Leitsatz (amtlich)
Die Klage gegen die Verhängung einer Sperrfrist nach den AVAVG §§ 78 ff betrifft nur den Anspruch auf eine wiederkehrende Leistung für einen Zeitraum bis zu 13 Wochen im Sinne des SGG § 144 Abs 1 Nr 2.
Normenkette
SGG § 144 Abs. 1 Nr. 2 Fassung: 1957-04-03; AVAVG § 78 Fassung: 1957-04-03
Tenor
Die Klage gegen die Verhängung einer Sperrfrist nach den §§ 78 ff des Gesetzes über Arbeitsvermittlung und Arbeitslosenversicherung in der Fassung vom 3. April 1957 betrifft nur den Anspruch auf eine wiederkehrende Leistung für einen Zeitraum bis zu 13 Wochen im Sinne des § 144 Abs. 1 Nr. 2 des Sozialgerichtsgesetzes.
Gründe
I
Der Kläger fühlt sich durch einen Bescheid des Arbeitsamts F vom 24. Juni 1958 beschwert; dieser lautet:
"Sie erhalten ab 1. Juni 1958 nach § 80 AVAVG für 24 Wochentage kein Arbeitslosengeld. Gründe: Sie haben die Arbeitsstelle "F" ohne berechtigten oder wichtigen Grund aufgegeben."
Widerspruch und Klage blieben erfolglos. Die Berufung verwarf das Hessische Landessozialgericht (LSG) durch Urteil vom 25. November 1959 nach § 144 Abs. 1 Nr. 2 des Sozialgerichtsgesetzes (SGG) als unzulässig.
Auf die Revision des Klägers hat der 7. Senat des Bundessozialgerichts (BSG) am 20. September 1960 beschlossen, dem Großen Senat nach § 43 SGG folgende Frage vorzulegen:
"Betrifft die Klage gegen die Verhängung einer Sperrfrist nach den §§ 78 ff AVAVG nF lediglich den Anspruch auf eine wiederkehrende Leistung für einen Zeitraum bis zu 13 Wochen im Sinne des § 144 Abs. 1 Nr. 2 SGG ?"
II
Gegen die Zulässigkeit der Vorlage bestehen keine Bedenken. Die Frage des 7. Senats ist zu bejahen.

In einem Datenbestand enthaltene Einträge
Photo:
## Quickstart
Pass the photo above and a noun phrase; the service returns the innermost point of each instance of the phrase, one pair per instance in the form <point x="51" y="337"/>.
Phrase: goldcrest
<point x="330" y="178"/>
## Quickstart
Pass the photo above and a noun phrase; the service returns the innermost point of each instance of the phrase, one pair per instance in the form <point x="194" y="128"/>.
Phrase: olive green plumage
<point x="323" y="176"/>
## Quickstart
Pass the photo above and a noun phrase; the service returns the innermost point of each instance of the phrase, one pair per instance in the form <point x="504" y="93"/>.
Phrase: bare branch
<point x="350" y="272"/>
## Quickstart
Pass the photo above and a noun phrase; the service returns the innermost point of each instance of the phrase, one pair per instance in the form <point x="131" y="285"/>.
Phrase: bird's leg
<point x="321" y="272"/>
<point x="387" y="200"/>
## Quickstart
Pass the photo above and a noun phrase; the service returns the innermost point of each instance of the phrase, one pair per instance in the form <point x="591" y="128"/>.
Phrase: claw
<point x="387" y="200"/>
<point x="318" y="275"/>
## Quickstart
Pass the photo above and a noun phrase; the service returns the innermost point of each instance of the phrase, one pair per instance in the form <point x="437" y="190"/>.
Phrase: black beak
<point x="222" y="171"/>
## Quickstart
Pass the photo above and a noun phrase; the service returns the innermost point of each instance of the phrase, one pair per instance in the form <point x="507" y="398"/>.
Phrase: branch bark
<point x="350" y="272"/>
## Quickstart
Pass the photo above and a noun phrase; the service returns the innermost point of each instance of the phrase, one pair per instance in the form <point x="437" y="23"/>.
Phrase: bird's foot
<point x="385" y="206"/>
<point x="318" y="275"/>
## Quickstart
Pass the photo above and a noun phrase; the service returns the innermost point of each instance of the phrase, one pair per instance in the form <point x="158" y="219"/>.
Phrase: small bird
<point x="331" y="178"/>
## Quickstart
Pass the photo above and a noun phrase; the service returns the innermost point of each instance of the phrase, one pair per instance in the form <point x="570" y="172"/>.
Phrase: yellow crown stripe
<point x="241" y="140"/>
==
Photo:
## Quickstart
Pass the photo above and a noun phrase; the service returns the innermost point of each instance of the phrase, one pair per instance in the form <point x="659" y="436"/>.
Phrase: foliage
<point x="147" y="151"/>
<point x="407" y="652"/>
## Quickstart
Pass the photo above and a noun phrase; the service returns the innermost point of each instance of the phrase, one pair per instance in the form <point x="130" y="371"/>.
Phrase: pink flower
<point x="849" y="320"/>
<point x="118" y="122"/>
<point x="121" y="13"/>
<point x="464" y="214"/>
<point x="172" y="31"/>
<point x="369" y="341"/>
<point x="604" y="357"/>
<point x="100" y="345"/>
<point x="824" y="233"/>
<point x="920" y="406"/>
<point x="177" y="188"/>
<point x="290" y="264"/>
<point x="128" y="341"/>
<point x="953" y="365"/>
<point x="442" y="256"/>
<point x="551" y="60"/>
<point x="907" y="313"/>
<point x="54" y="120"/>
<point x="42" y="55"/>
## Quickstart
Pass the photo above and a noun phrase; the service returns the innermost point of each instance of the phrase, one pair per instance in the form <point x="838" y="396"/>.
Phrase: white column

(Gefragt ist):
#1 Für wie viele Wochentage bekommt der Kläger laut dem Bescheid im Urteilsauszug kein Arbeitslosengeld?
#2 Schreib aus dem Urteilsauszug den Abschnitt von „Auf die Revision“ bis einschließlich „ist zu bejahen.“ genau ab.
Das Material hat mit dem Urteilsauszug nichts zu tun.

(Richtige Antworten):
#1 Für 24 Wochentage.

#2
Auf die Revision des Klägers hat der 7. Senat des Bundessozialgerichts (BSG) am 20. September 1960 beschlossen, dem Großen Senat nach § 43 SGG folgende Frage vorzulegen:
"Betrifft die Klage gegen die Verhängung einer Sperrfrist nach den §§ 78 ff AVAVG nF lediglich den Anspruch auf eine wiederkehrende Leistung für einen Zeitraum bis zu 13 Wochen im Sinne des § 144 Abs. 1 Nr. 2 SGG ?"
II
Gegen die Zulässigkeit der Vorlage bestehen keine Bedenken. Die Frage des 7. Senats ist zu bejahen.